▶ _INSTRUÇÕES DO EXERCÍCIO_
(a) Responda às perguntas seguintes com base na entrevista sobre o processo Casa Pia.
(i) Segundo a entrevistada, quantas vítimas do processo Casa Pia já têm filhos?
(ii) Em que mês e ano se reformou Catalina Pestana?
(iii) Em que data será apresentada a Rede de Cuidadores?
(b) Reproduza fielmente o trecho da entrevista sobre o processo Casa Pia que começa em "CM – Na Casa" e vai até "últimas moradas conhecidas.", incluindo estas últimas palavras.

▶ _TEXTO DE LEITURA_
○ ○ ○

C.P. – Que ideia! A Justiça é um conceito que se materializa no sistema judiciário, que é constituído por pessoas. Os homens e as mulheres que têm de aplicar a Justiça são iguais a nós, alguns têm muito bom senso, outros têm menos bom senso. Aprendi a respeitar a forma de actuação dos magistrados e eles aprenderam que o tempo de uma criança não é o tempo da Justiça. Nós que passámos por isto nunca mais seremos os mesmos a trabalhar.
CM – Disse uma vez que não há Justiça na espera. Acha que ao fim de quatro anos de julgamento haverá Justiça no processo Casa Pia?
C.P. – Claro que não. Das vítimas do processo Casa Pia quatro já têm filhos e podem ser chamados a tribunal a qualquer hora para, com os seus filhos ao colo, irem falar das crianças que eles foram, abusadas. A demora do processo Casa Pia é patogénica, cria doença. Ninguém pode libertar-se de um pesadelo que é reavivado todas as vezes que chega uma nova convocatória. A metodologia tem de ser alterada e havia lei que o permitisse. É bom que não esqueçamos: não houve audição para memória futura porque os advogados dos arguidos não deixaram. O sistema não permitiu que eles fossem protegidos.
CM – Depois da demora do processo fez uma nova denúncia há mais de um ano...
C.P. – Pois... fiz a quem devia.
CM – Ao fim de um ano, e depois do que se aprendeu com o processo Casa Pia, já esperava resultados?
C.P. – Pois não sei se aprenderam todos. Há vários ritmos de aprendizagem, como acontece com as crianças. Na Justiça também é capaz de haver uns que acreditam que já sabem tudo e que não querem aprender, mas lamento porque as redes continuam a funcionar.
CM – Na Casa Pia?
C.P. – Neste momento, para além da última que está em investigação, não tenho conhecimento de mais nenhuma, mas tenho conhecimento de outras redes que funcionam – não sei se com miúdos da Casa Pia se com outros – e foram dadas à Justiça, por outras pessoas que não eu, as últimas moradas conhecidas.
PERFIL
Catalina Pestana, de 62 anos, foi a primeira mulher a dirigir a Casa Pia. Com uma longa carreira ligada a causas sociais, foi a pessoa escolhida pelo então ministro Bagão Félix para dirigir a instituição, após rebentar o escândalo de pedofilia, em 2002. Ficou até se reformar, em Maio de 2007.
REDE DE CUIDADOS: ASSOCIAÇÃO QUER FAMÍLIAS PARA ACOLHER
Constituir uma rede de famílias "sem necessidades económicas para receber crianças em situações de emergência" é o primeiro e grande objectivo da Rede de Cuidadores (RC), que tem Catalina Pestana como uma das suas fundadoras e que será apresentada, simbolicamente, dia 1 de Junho, Dia Mundial da Criança.Com mais de 150 pessoas já associadas, designadamente personalidades de todos os quadrantes políticos e das mais diversas áreas da sociedade, a RC vai oficializar-se como associação destinada a apoiar e a acolher crianças em risco, financiada exclusivamente pela sociedade civil – donativos e quotas dos associados.

○ ○ ○

▶ _MATERIAL FORNECIDO_
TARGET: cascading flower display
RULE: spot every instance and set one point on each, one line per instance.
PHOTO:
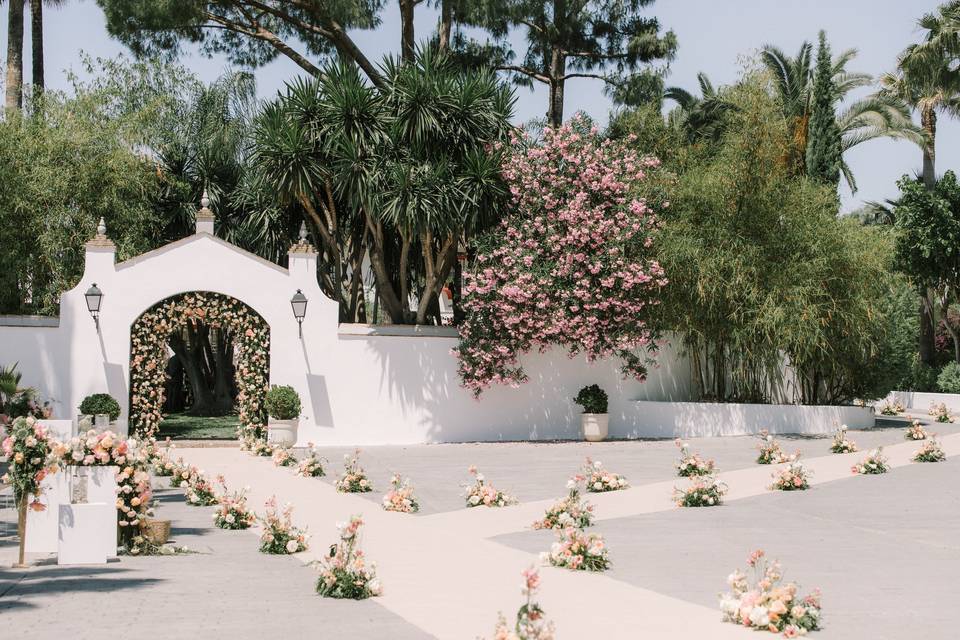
(530, 624)
(704, 491)
(344, 572)
(312, 465)
(692, 464)
(573, 265)
(148, 356)
(482, 494)
(232, 511)
(572, 511)
(400, 497)
(354, 478)
(931, 451)
(279, 536)
(578, 551)
(769, 604)
(598, 480)
(915, 431)
(873, 464)
(841, 443)
(769, 449)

○ ○ ○

▶ _RESPOSTAS_
(a)
(i) Quatro.
(ii) Em Maio de 2007.
(iii) No dia 1 de Junho, Dia Mundial da Criança.

(b)
CM – Na Casa Pia?
C.P. – Neste momento, para além da última que está em investigação, não tenho conhecimento de mais nenhuma, mas tenho conhecimento de outras redes que funcionam – não sei se com miúdos da Casa Pia se com outros – e foram dadas à Justiça, por outras pessoas que não eu, as últimas moradas conhecidas.